## [Article]
────────────────────────────────────────
White House Sequester Moves Puzzle Allies

Support for Friday’s flight delay vote was the latest White House move on sequester that’s left Democrats on Capitol Hill grumbling. Meanwhile, the White House says Democrats in Congress don’t have the spine to take a political risk.

WASHINGTON — When White House Press Secretary Jay Carney told reporters that President Obama would be open to fixing flight delays caused by the sequestration, Capitol Hill Democrats were caught of guard.

After all, they'd been fighting with Republicans for months to replace the across-the-board cuts, with the hope that the President would only agree to a broad package to undo the sequester, the mandatory set of across-the-board cuts that had affected the Federal Aviation Administration, and virtually every other federal agency. Picking and choosing what gets fixed and what doesn't would send the wrong message and wipe out the line Democrats had been struggling to hold.

That seems to be just what happened: On Friday, after Carney sounded the retreat, the House moved quickly to pass a fix to eliminate furloughs for the country's air traffic controllers in a sweeping 361-41 vote.
────────────────────────────────────────
## [Given information]
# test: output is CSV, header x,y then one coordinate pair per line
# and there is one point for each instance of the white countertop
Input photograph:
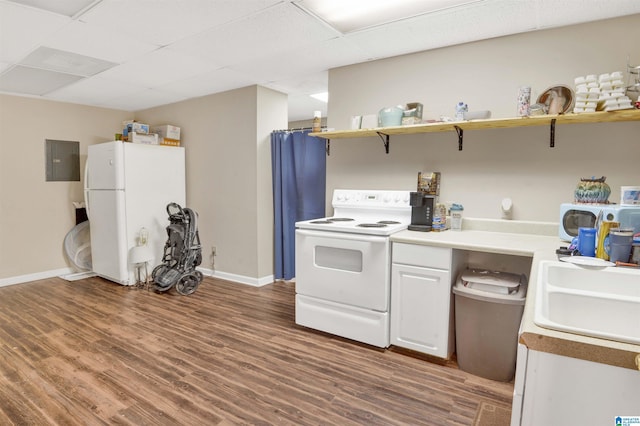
────────────────────────────────────────
## [Tasks for this exercise]
a. Reproduce the sequester article from "WASHINGTON — When" up to and including "struggling to hold.".
b. According to the sequester article, what was the House vote count on the fix to eliminate furloughs for air traffic controllers?

## [Task answers]
a.
WASHINGTON — When White House Press Secretary Jay Carney told reporters that President Obama would be open to fixing flight delays caused by the sequestration, Capitol Hill Democrats were caught of guard.

After all, they'd been fighting with Republicans for months to replace the across-the-board cuts, with the hope that the President would only agree to a broad package to undo the sequester, the mandatory set of across-the-board cuts that had affected the Federal Aviation Administration, and virtually every other federal agency. Picking and choosing what gets fixed and what doesn't would send the wrong message and wipe out the line Democrats had been struggling to hold.

b. 361-41